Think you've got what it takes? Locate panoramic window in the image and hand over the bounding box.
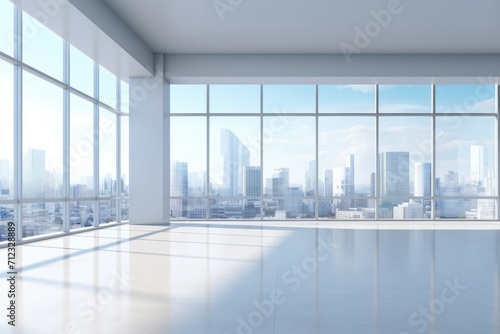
[22,13,64,81]
[170,85,498,220]
[0,0,129,242]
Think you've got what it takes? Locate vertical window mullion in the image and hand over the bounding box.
[92,62,100,227]
[205,85,210,220]
[259,85,265,220]
[13,6,23,241]
[431,84,437,220]
[115,78,122,223]
[495,84,500,220]
[62,41,71,232]
[314,85,319,220]
[374,84,381,220]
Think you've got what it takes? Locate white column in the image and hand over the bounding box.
[129,54,170,225]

○ ○ ○ ○ ○

Exercise instructions
Arrange all the records above as a Markdown table with a Row column for the row number and a Line column for the text of each line. Skip any blank lines and leave the pictures out.

Correct answer
| Row | Line |
|---|---|
| 1 | Think you've got what it takes? Locate panoramic window in the image and hand over the bounding box. |
| 2 | [22,13,64,81] |
| 3 | [170,85,498,220] |
| 4 | [0,0,129,242] |
| 5 | Think you've got what it takes? Locate vertical window mullion in the image and hand over the bounding box. |
| 6 | [92,62,100,227] |
| 7 | [205,85,210,220] |
| 8 | [259,85,265,220] |
| 9 | [13,6,23,241] |
| 10 | [431,84,437,220] |
| 11 | [115,78,122,223] |
| 12 | [495,84,500,220] |
| 13 | [62,41,71,232] |
| 14 | [314,85,319,220] |
| 15 | [374,84,381,220] |
| 16 | Think you've got what it takes? Locate white column in the image and hand over the bounding box. |
| 17 | [129,54,170,225] |